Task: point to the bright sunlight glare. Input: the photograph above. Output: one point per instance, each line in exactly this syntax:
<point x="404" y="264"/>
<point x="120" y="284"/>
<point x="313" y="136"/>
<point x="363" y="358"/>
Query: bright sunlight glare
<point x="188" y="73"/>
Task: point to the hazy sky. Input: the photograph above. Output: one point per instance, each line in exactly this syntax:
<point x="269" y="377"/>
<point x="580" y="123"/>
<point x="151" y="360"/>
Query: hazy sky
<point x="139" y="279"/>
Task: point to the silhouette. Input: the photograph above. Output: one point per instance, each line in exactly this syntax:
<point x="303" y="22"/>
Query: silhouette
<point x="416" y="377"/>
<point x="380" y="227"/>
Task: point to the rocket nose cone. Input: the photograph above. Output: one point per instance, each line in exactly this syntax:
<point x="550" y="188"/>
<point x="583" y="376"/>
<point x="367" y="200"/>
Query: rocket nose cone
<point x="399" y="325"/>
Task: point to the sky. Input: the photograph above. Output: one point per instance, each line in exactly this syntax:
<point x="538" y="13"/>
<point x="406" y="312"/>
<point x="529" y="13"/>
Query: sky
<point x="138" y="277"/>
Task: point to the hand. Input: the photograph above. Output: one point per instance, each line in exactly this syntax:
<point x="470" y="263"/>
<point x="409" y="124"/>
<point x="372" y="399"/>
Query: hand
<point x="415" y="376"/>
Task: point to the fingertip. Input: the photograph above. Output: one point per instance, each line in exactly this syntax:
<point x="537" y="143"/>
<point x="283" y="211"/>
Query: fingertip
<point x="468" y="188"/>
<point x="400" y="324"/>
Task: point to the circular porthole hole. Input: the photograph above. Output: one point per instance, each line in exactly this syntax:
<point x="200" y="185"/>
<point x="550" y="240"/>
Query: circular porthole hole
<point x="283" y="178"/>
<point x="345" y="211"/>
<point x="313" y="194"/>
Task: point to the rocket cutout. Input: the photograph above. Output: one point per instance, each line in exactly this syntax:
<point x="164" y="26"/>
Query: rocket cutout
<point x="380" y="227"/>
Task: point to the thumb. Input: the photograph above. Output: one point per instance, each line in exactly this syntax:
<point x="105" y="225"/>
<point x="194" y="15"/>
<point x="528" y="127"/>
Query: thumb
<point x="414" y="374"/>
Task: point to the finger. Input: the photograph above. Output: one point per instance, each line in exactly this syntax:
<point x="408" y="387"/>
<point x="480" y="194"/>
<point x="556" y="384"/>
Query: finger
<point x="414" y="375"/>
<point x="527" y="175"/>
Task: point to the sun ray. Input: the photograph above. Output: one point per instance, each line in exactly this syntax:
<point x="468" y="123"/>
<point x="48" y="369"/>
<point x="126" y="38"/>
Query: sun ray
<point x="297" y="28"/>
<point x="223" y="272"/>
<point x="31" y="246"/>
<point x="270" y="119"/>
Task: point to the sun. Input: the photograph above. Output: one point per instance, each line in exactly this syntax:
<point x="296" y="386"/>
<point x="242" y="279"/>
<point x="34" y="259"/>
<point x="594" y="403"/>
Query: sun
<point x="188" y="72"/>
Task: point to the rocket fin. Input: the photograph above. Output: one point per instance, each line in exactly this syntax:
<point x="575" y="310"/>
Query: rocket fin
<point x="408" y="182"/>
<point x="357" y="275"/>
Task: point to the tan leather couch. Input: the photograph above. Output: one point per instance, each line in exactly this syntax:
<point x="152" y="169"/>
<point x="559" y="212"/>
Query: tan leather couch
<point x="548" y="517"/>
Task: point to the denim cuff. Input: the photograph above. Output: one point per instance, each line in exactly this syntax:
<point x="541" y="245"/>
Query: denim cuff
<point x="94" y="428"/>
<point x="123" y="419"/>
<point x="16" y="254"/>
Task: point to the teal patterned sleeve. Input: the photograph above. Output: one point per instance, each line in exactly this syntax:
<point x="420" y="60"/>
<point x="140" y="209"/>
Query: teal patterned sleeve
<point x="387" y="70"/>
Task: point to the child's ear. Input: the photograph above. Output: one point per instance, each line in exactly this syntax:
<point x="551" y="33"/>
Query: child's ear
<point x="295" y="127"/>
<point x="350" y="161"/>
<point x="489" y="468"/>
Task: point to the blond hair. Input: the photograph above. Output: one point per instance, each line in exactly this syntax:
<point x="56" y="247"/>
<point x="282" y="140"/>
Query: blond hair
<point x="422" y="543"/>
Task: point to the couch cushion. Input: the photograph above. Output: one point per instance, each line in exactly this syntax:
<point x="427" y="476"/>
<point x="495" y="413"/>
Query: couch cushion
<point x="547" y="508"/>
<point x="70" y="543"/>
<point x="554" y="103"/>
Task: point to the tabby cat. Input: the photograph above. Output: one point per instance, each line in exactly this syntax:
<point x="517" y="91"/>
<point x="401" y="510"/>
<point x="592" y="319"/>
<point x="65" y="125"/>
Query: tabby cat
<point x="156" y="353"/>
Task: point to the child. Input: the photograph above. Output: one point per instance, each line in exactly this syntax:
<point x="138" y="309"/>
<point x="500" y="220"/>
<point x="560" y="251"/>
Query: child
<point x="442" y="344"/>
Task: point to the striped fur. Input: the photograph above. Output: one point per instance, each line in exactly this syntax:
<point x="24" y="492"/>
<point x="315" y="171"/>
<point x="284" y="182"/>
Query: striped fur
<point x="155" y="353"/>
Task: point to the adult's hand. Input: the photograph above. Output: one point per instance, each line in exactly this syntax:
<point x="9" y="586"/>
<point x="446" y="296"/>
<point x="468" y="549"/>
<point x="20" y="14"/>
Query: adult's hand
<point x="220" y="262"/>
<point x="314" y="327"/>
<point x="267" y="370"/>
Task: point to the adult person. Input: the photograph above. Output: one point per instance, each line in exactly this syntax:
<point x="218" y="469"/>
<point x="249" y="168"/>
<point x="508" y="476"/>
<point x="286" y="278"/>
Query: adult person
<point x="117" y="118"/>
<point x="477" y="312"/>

## [Problem]
Reproduce the records above with every character intact.

## [Answer box]
Task: point to the bright sunlight glare. Input: the photograph above. Output: one point per instance, each line in exactly this syntax:
<point x="404" y="264"/>
<point x="120" y="284"/>
<point x="313" y="136"/>
<point x="363" y="358"/>
Query: bright sunlight glare
<point x="188" y="73"/>
Task: point to the hazy sky. Input: the photograph above. Output: one point per instance, each line in exactly this syntax:
<point x="269" y="377"/>
<point x="580" y="123"/>
<point x="151" y="360"/>
Query: hazy sky
<point x="139" y="279"/>
Task: point to the silhouette. Input: the photograph above. Output: one point per instance, each line in exactly this syntax:
<point x="303" y="22"/>
Query: silhouette
<point x="416" y="377"/>
<point x="380" y="227"/>
Task: point to the rocket nose cone. Input: the photograph above. Output: one point per instance, each line in exactly this syntax:
<point x="550" y="188"/>
<point x="583" y="376"/>
<point x="367" y="200"/>
Query: rocket nose cone
<point x="399" y="325"/>
Task: point to the sky. Input: the photograph above. Output: one point per instance, each line in exactly this syntax:
<point x="538" y="13"/>
<point x="406" y="312"/>
<point x="529" y="13"/>
Query: sky
<point x="138" y="277"/>
Task: point to the hand. Input: the photograph above. Output: one point per instance, each line in exactly this syntax:
<point x="470" y="263"/>
<point x="409" y="124"/>
<point x="372" y="399"/>
Query: hand
<point x="415" y="376"/>
Task: point to the fingertip. Input: the photograph above. Output: one point per instance, each line in exactly this syntax:
<point x="537" y="143"/>
<point x="283" y="211"/>
Query: fingertip
<point x="468" y="188"/>
<point x="400" y="324"/>
Task: point to the circular porthole hole. Input: the photograph above. Output: one point per instance, each line in exactly this syntax:
<point x="200" y="185"/>
<point x="550" y="240"/>
Query: circular porthole hole
<point x="283" y="178"/>
<point x="345" y="211"/>
<point x="313" y="194"/>
Task: point to the rocket cutout. Input: the photograph above. Output: one point per instance, each line in exactly this syntax:
<point x="164" y="26"/>
Query: rocket cutout
<point x="380" y="227"/>
Task: point to the thumb. Input: the photograph above. Output: one point per instance, each line in exactly this syntax:
<point x="105" y="225"/>
<point x="194" y="15"/>
<point x="528" y="127"/>
Query: thumb
<point x="414" y="374"/>
Task: point to the finger. Input: the photograph above. Output: one point per instance, each line in exactly this syntax:
<point x="408" y="387"/>
<point x="480" y="194"/>
<point x="556" y="384"/>
Query: finger
<point x="414" y="375"/>
<point x="527" y="175"/>
Task: point to the sun ray. Input: the photograph above. Output: one point per instance, each line in exactly this syntax:
<point x="468" y="123"/>
<point x="48" y="369"/>
<point x="126" y="38"/>
Query: sun ray
<point x="297" y="28"/>
<point x="223" y="272"/>
<point x="31" y="246"/>
<point x="270" y="119"/>
Task: point to the sun. Input: the photograph above. Output: one point per instance, each line in exactly this syntax:
<point x="296" y="386"/>
<point x="242" y="279"/>
<point x="34" y="259"/>
<point x="594" y="403"/>
Query: sun
<point x="188" y="72"/>
Task: point to the rocket fin. Input: the photograph above. Output: one point per instance, each line in exactly this syntax:
<point x="575" y="310"/>
Query: rocket fin
<point x="408" y="182"/>
<point x="357" y="275"/>
Task: point to the tan leather couch. Input: the photograph above. Output: one point per instance, each line in exactly this syntax:
<point x="152" y="169"/>
<point x="559" y="212"/>
Query: tan leather couch
<point x="548" y="517"/>
Task: point to the denim cuff. Input: the photograph above. Output: one point per instance, each line in exactly this syntax:
<point x="541" y="245"/>
Query: denim cuff
<point x="94" y="428"/>
<point x="123" y="419"/>
<point x="16" y="254"/>
Task: point to the teal patterned sleeve. Input: the photograph above. Output: one point per instance, each line in exactly this syntax:
<point x="420" y="60"/>
<point x="140" y="209"/>
Query: teal patterned sleeve
<point x="387" y="70"/>
Task: point to the child's ear. Input: the photograph above. Output: one point per instance, each line in exactly this syntax:
<point x="551" y="33"/>
Query: child's ear
<point x="295" y="127"/>
<point x="350" y="161"/>
<point x="489" y="468"/>
Task: point to the blond hair. Input: the photograph above. Output: one point per instance, each line in exactly this syntax:
<point x="56" y="247"/>
<point x="282" y="140"/>
Query: blond hair
<point x="422" y="543"/>
Task: point to the couch cushion. Input: the photograph above. Output: one point per instance, each line in exactly this syntax:
<point x="427" y="476"/>
<point x="495" y="413"/>
Query: couch cushion
<point x="547" y="508"/>
<point x="70" y="543"/>
<point x="554" y="103"/>
Task: point to the tabby cat. Input: the photograph above. Output: one point per instance, each line in exactly this syntax:
<point x="517" y="91"/>
<point x="401" y="510"/>
<point x="592" y="319"/>
<point x="65" y="125"/>
Query: tabby cat
<point x="156" y="353"/>
Task: point to the child. Input: the photograph above. Output: one point per instance, each line in exactly this syntax:
<point x="138" y="309"/>
<point x="500" y="220"/>
<point x="560" y="251"/>
Query: child
<point x="442" y="344"/>
Task: point to the striped fur. Input: the photograph above. Output: one point per instance, each line in exactly this syntax:
<point x="24" y="492"/>
<point x="315" y="171"/>
<point x="284" y="182"/>
Query: striped fur
<point x="155" y="353"/>
Task: point to the adult's hand. Input: the photograph above. Output: one point per instance, each line in exactly this syntax:
<point x="9" y="586"/>
<point x="446" y="296"/>
<point x="468" y="549"/>
<point x="20" y="14"/>
Query: adult's hand
<point x="220" y="262"/>
<point x="314" y="327"/>
<point x="267" y="370"/>
Task: point to the adult person. Input: the photograph above. Output: one point per instance, each line in exactly this syntax:
<point x="218" y="469"/>
<point x="249" y="168"/>
<point x="508" y="476"/>
<point x="286" y="278"/>
Query: adult person
<point x="117" y="118"/>
<point x="477" y="312"/>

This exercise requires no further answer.